Page extract:
════════════════

Have you ever wondered what makes a sunset? Why does the sky light up with red, orange, and yellow at the end of the day?

It’s all down to light, how far it has to travel, and how it interacts with molecules in the air. During the day, when the sun is at its highest, light doesn’t need to travel far. These shorter wavelengths of light create blue and green colors. But as the sun travels towards the horizon at the end of the day, light has to travel farther, and it’s this distance that creates the red, yellow, and orange hues of a sunset.

Air Pollution Changes the Colors of a Sunset.

More and more, we are seeing sunsets that light up the sky with deep reds and scarlets. Although beautiful, this is not a good thing and is actually an indication that the air is heavily polluted.

According to Sergey Nizkorodov, a chemist at the University of California,

“Most (pollution) particles suspended above cities scatter radiation, preferentially removing the cooler violets and blues in the spectral palette and enhancing the red.”

Pollutants in Rural Areas

This change to the evening sky is particularly apparent in rural areas, where large-scale agricultural activity takes place. Pesticides, fertilizers, dust, and machinery release huge amounts of pollutants into the surrounding air. This can have significant implications for local residents, as these contaminants find their way indoors.

════════════════

Given entries:
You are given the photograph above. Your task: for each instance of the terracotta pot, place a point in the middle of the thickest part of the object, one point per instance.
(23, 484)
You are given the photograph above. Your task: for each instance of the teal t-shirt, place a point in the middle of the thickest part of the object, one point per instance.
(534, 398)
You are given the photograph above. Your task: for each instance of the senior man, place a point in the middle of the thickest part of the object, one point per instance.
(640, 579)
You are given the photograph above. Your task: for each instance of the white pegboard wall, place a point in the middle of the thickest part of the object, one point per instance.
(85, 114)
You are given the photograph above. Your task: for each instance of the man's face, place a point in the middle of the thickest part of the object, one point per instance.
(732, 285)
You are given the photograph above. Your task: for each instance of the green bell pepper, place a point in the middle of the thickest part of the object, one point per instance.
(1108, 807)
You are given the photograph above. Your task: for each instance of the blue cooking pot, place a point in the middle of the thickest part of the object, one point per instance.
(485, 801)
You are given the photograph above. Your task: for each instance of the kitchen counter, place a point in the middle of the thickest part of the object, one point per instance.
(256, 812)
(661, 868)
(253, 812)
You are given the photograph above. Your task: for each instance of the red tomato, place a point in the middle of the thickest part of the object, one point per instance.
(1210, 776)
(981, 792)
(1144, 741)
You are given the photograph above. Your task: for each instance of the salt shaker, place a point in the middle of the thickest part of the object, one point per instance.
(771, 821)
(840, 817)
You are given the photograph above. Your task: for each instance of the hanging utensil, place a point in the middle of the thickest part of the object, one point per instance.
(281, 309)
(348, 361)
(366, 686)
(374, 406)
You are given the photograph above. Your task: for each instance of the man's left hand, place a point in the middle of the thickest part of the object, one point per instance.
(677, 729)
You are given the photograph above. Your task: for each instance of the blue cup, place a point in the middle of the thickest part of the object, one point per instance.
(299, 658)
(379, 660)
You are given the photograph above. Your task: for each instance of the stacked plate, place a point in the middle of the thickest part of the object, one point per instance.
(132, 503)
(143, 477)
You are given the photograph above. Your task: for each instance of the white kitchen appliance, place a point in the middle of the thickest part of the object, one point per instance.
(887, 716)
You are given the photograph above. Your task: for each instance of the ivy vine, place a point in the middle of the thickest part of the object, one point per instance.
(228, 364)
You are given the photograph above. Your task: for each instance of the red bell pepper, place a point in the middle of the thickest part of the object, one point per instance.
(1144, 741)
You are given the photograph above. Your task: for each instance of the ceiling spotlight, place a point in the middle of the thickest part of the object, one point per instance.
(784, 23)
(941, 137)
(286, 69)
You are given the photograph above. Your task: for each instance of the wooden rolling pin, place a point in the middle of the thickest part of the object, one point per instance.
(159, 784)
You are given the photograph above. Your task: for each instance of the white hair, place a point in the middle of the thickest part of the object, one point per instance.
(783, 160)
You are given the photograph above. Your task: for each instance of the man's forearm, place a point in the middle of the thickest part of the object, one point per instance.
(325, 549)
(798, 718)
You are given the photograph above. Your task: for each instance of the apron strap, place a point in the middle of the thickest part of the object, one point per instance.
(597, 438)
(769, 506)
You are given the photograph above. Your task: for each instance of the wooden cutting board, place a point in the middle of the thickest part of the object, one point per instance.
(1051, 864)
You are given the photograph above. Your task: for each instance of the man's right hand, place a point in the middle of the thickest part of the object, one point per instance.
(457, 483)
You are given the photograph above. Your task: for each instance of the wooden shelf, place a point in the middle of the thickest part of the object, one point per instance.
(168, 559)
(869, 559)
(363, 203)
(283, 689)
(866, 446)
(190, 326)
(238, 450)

════════════════

Questions:
1. In the sunset text, which chemist is quoted about pollution particles, and at what institution does he work?
2. Carry on the sunset text, starting after its final sentence.

Expected outputs:
1. Sergey Nizkorodov, a chemist at the University of California.

2.
Pesticide exposure has been linked to Parkinson’s disease (1), Alzheimer’s (2), and certain cancers (3). Studies involving children reveal that exposure to pesticides increases the risk of autism and ADHD (4). According to one study (5), even low-level exposure to certain pesticides could affect a child’s neurological and behavioral development.

Clinical Trial Finds Austin Air Improves Air Quality in Rural Areas

Poor air quality in rural areas is something we have been concerned with for some years. Back in 2015, we partnered with the University of Washington to measure how using an Austin Air purifier could help to improve air quality for children with asthma living in the Yakima Valley in Washington State. The area is known for a range of intensive agricultural activities that have a major impact on pollution levels.

For the purposes of the study, an Austin Air purifier was placed in both the living area and the child’s bedroom. Pollution levels were then closely monitored. As with previous studies, the results were significant. Pollution levels in the living area were reduced by 48%, and in the children’s bedrooms, they were reduced by an incredible 65%.

The results of this study support our previous findings. Running an Austin Air purifier will help to improve indoor air quality and positively impact the health of those involved.

But it’s important to remember, that it’s not just at home that we are at risk. Pollutants from agriculture can find their way into classrooms, and offices, in fact, any indoor space. If you’d like to learn more about our range of air purifiers and what they can do to keep your indoor space clean and safe, visit our SHOP page today.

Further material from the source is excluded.